▶ _TASK REQUIREMENTS_
Return only the line that contains "One point belongs on each instance of the wet" and each line after it, through the last line of the data below, copied exactly.

▶ _LISTING_
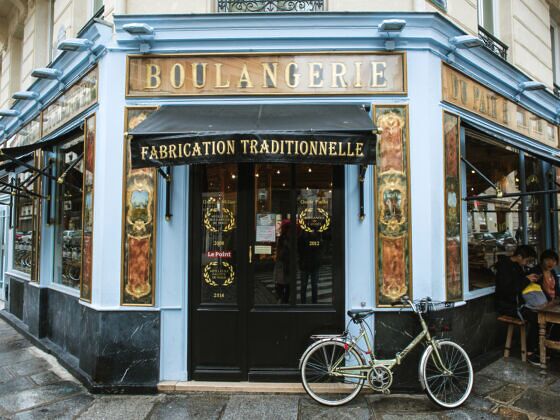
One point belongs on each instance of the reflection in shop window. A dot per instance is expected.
(68, 251)
(23, 228)
(493, 224)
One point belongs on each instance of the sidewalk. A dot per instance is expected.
(34, 386)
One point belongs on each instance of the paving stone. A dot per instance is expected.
(468, 414)
(555, 386)
(5, 375)
(15, 385)
(483, 385)
(263, 407)
(178, 407)
(515, 372)
(507, 393)
(30, 367)
(356, 409)
(45, 378)
(510, 413)
(61, 410)
(401, 403)
(31, 398)
(540, 402)
(16, 343)
(16, 356)
(478, 403)
(130, 407)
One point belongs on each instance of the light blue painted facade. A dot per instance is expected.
(426, 42)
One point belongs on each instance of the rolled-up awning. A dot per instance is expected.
(192, 134)
(11, 153)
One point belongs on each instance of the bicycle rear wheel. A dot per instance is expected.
(448, 383)
(321, 375)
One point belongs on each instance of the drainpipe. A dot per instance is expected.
(120, 7)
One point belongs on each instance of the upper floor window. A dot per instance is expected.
(264, 6)
(487, 15)
(555, 49)
(96, 6)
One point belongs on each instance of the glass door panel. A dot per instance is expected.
(272, 244)
(218, 227)
(314, 185)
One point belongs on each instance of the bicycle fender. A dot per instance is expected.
(316, 343)
(423, 361)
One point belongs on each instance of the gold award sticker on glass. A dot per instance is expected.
(219, 273)
(318, 222)
(218, 218)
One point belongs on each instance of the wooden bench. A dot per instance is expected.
(512, 323)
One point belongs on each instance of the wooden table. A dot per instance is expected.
(551, 315)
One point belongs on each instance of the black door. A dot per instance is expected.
(267, 258)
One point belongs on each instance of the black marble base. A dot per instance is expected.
(473, 326)
(15, 291)
(110, 351)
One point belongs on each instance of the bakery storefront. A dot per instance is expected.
(267, 195)
(220, 198)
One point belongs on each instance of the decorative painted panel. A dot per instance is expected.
(139, 227)
(452, 197)
(87, 209)
(392, 211)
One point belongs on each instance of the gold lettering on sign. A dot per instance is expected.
(338, 72)
(253, 147)
(219, 84)
(461, 90)
(270, 75)
(316, 75)
(358, 73)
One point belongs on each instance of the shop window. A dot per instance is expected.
(68, 248)
(494, 225)
(268, 6)
(24, 227)
(535, 204)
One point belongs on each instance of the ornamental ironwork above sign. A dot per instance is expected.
(267, 6)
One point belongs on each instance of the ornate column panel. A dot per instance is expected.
(392, 201)
(139, 225)
(87, 209)
(452, 200)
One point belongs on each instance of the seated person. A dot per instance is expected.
(511, 279)
(535, 299)
(548, 278)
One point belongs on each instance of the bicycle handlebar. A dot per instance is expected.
(426, 304)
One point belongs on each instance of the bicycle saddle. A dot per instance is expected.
(359, 314)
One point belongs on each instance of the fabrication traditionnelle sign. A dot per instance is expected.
(336, 150)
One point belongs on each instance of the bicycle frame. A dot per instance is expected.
(338, 370)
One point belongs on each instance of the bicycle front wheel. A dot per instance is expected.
(447, 374)
(332, 374)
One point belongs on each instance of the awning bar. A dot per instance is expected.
(72, 165)
(474, 168)
(22, 189)
(27, 165)
(525, 194)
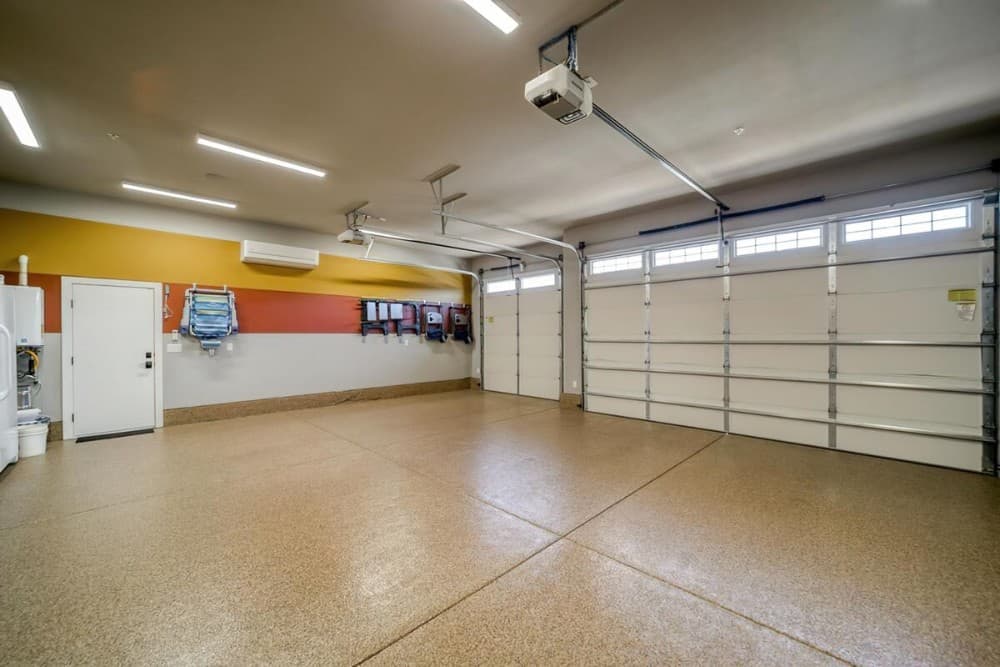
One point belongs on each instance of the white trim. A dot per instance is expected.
(69, 428)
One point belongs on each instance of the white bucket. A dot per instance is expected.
(32, 438)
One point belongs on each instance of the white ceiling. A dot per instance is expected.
(383, 92)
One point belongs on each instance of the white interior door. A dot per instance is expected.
(114, 338)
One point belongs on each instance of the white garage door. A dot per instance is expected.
(872, 334)
(522, 336)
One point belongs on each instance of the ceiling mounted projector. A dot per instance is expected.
(353, 236)
(562, 94)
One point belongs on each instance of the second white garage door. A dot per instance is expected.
(522, 339)
(871, 333)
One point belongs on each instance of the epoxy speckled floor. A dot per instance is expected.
(471, 528)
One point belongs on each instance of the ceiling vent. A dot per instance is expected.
(272, 254)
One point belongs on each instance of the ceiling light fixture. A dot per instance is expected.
(177, 195)
(495, 13)
(15, 116)
(235, 149)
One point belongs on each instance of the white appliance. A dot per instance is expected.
(273, 254)
(29, 316)
(8, 378)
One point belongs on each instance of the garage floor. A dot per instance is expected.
(484, 528)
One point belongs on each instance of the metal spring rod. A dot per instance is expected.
(807, 267)
(874, 426)
(613, 123)
(700, 341)
(874, 384)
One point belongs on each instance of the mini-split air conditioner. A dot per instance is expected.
(272, 254)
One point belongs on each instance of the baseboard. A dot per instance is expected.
(55, 432)
(204, 413)
(569, 400)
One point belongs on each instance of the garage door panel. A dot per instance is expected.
(540, 301)
(787, 317)
(785, 359)
(616, 382)
(540, 367)
(503, 304)
(908, 314)
(887, 300)
(712, 420)
(697, 356)
(892, 405)
(615, 354)
(615, 313)
(932, 273)
(686, 388)
(500, 374)
(922, 449)
(690, 321)
(539, 323)
(786, 284)
(959, 363)
(615, 406)
(540, 346)
(771, 396)
(772, 428)
(540, 387)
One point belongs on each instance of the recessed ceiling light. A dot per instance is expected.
(15, 116)
(495, 13)
(177, 195)
(235, 149)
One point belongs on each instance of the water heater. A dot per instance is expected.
(29, 316)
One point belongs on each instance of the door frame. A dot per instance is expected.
(68, 403)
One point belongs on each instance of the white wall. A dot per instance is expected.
(864, 172)
(166, 219)
(273, 365)
(260, 365)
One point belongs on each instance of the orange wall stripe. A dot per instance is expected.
(265, 311)
(259, 311)
(67, 246)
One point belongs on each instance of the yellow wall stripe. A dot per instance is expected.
(71, 247)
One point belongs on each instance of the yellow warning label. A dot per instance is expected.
(962, 296)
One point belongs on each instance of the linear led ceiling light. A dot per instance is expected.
(495, 13)
(177, 195)
(235, 149)
(15, 116)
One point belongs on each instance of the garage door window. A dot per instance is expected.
(701, 252)
(613, 264)
(497, 286)
(538, 281)
(921, 222)
(811, 237)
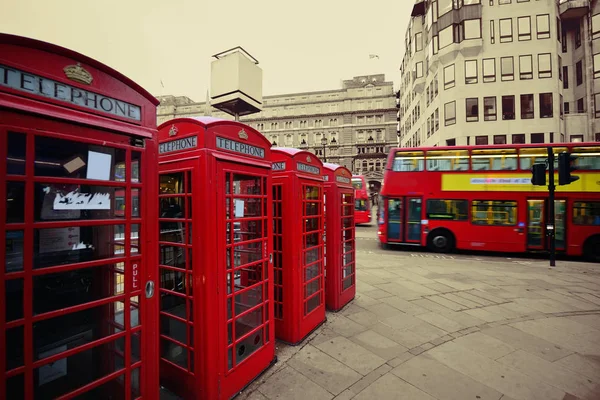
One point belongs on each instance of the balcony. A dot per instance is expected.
(570, 9)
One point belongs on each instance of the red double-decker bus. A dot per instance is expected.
(362, 206)
(481, 198)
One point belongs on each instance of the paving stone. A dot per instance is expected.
(493, 374)
(441, 381)
(351, 354)
(324, 370)
(551, 373)
(440, 321)
(289, 384)
(379, 344)
(390, 387)
(485, 345)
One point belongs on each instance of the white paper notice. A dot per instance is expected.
(239, 208)
(99, 166)
(55, 370)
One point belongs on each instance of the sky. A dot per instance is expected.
(167, 46)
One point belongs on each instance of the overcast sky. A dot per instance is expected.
(301, 46)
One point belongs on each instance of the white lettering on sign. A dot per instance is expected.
(308, 168)
(342, 179)
(179, 144)
(135, 272)
(280, 166)
(500, 181)
(242, 148)
(40, 86)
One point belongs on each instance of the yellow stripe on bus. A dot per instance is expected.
(588, 182)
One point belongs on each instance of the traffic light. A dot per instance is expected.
(565, 167)
(538, 175)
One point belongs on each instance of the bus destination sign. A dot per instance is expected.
(242, 148)
(179, 144)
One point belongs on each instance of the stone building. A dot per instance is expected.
(354, 126)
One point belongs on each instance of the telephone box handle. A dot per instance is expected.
(149, 289)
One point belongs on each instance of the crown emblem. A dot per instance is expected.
(78, 74)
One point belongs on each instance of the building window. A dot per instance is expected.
(508, 107)
(470, 71)
(449, 81)
(506, 30)
(526, 67)
(418, 41)
(450, 113)
(596, 66)
(481, 140)
(524, 28)
(489, 70)
(472, 105)
(546, 105)
(489, 108)
(526, 106)
(499, 139)
(507, 68)
(544, 65)
(472, 28)
(543, 26)
(518, 138)
(595, 26)
(537, 138)
(580, 106)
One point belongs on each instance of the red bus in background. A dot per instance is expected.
(362, 206)
(481, 198)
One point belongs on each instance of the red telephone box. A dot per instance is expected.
(78, 154)
(298, 245)
(216, 316)
(340, 286)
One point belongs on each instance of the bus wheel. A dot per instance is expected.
(440, 241)
(591, 249)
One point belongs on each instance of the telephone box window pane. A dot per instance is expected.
(15, 202)
(15, 158)
(245, 184)
(13, 259)
(172, 256)
(174, 353)
(14, 299)
(78, 202)
(70, 159)
(71, 288)
(14, 347)
(171, 183)
(59, 246)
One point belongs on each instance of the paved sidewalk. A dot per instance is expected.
(425, 326)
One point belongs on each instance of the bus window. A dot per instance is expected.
(494, 212)
(409, 161)
(589, 158)
(586, 213)
(456, 210)
(448, 160)
(528, 157)
(494, 160)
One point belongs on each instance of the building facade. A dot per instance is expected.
(354, 126)
(479, 72)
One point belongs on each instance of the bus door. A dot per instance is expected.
(404, 219)
(537, 217)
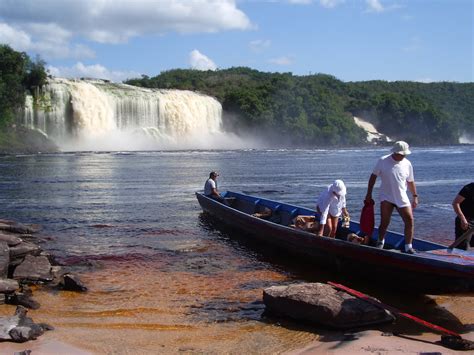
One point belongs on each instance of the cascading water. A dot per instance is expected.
(97, 115)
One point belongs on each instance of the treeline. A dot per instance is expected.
(318, 109)
(19, 74)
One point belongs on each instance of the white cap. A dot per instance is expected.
(338, 187)
(401, 147)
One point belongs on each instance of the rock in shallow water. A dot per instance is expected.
(20, 328)
(34, 268)
(322, 304)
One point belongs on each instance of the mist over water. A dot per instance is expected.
(466, 139)
(94, 115)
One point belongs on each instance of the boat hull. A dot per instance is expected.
(420, 273)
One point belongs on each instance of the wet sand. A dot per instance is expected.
(144, 308)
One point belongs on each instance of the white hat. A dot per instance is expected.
(338, 187)
(401, 147)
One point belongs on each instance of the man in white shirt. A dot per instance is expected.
(210, 187)
(396, 173)
(331, 204)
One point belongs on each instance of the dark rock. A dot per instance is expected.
(4, 259)
(34, 268)
(23, 249)
(20, 328)
(21, 334)
(10, 239)
(8, 285)
(21, 299)
(24, 352)
(71, 282)
(19, 228)
(322, 304)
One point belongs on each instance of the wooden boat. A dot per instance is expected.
(433, 269)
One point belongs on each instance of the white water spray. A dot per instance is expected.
(372, 134)
(97, 115)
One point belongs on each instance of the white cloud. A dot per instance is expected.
(52, 41)
(281, 60)
(300, 2)
(199, 61)
(97, 71)
(374, 6)
(117, 21)
(17, 39)
(324, 3)
(330, 3)
(48, 27)
(259, 45)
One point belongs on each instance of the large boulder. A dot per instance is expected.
(71, 282)
(20, 328)
(8, 285)
(4, 259)
(34, 268)
(10, 239)
(24, 248)
(322, 304)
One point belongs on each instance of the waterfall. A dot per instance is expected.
(95, 114)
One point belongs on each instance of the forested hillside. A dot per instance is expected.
(19, 74)
(318, 109)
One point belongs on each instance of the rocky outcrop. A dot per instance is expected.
(23, 262)
(323, 305)
(20, 328)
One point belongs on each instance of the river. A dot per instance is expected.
(162, 276)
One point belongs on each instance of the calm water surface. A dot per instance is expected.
(164, 276)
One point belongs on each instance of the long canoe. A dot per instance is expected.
(433, 269)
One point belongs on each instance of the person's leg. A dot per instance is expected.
(386, 210)
(458, 231)
(333, 226)
(407, 216)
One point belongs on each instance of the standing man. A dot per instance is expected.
(331, 204)
(210, 187)
(396, 173)
(463, 205)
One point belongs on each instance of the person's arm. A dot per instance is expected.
(214, 189)
(370, 188)
(322, 219)
(457, 208)
(320, 229)
(345, 212)
(412, 187)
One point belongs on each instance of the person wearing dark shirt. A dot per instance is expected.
(463, 205)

▶ _FULL RESPONSE_
One point belongs on each instance of the wet sand. A dot per instance is expected.
(144, 308)
One point belongs on each instance of the white hat. A dot per instance is expected.
(338, 187)
(401, 147)
One point belongs on each instance of the man in white shirt. A dot per instance is expected.
(210, 187)
(396, 173)
(331, 204)
One point belongs on each instance of the dark rock. A dot per instance is expected.
(4, 259)
(34, 268)
(23, 249)
(20, 328)
(21, 334)
(10, 239)
(8, 285)
(21, 299)
(24, 352)
(71, 282)
(19, 228)
(322, 304)
One point belongs on each instance of the wooden boat. A dot per instance is expected.
(433, 269)
One point belongs on each instance of the white water spray. A dot per instance is expected.
(372, 134)
(97, 115)
One point belongs on each instance of the white cloud. A dot per instance is expected.
(52, 41)
(281, 60)
(300, 2)
(199, 61)
(97, 71)
(374, 6)
(117, 21)
(17, 39)
(324, 3)
(330, 3)
(48, 27)
(259, 45)
One point belongs on each instance of the large boulder. A dot per instance is expected.
(71, 282)
(20, 328)
(8, 285)
(4, 259)
(34, 268)
(10, 239)
(24, 248)
(322, 304)
One point belongs on each instance of the waterfall. A dot per instance is expected.
(95, 114)
One point belongs on each instance of the forested hillside. A dot per instance is expected.
(19, 74)
(318, 109)
One point belongs on each instance of the rocky outcrop. A dot per instance is expected.
(23, 262)
(323, 305)
(20, 328)
One point belongs on each instance of the river. A dot per instance is expected.
(162, 276)
One point belongs on each instance of the calm water surface. A dot per instance is expected.
(164, 276)
One point belongs on each instance of the long canoe. A dot per instance is expected.
(433, 269)
One point belongs on each instance of the person's leg. A dot per instance is expected.
(386, 210)
(458, 231)
(333, 226)
(407, 216)
One point belongs on each instance of the standing man. A dot per instance is expected.
(331, 204)
(210, 187)
(396, 173)
(463, 205)
One point belongs on each instance of the person's arm. A dot per instance is expected.
(214, 189)
(370, 188)
(322, 219)
(457, 208)
(320, 229)
(345, 212)
(412, 187)
One point belongs on each instance of the person wearing dark shirt. A dot per instance is expected.
(463, 205)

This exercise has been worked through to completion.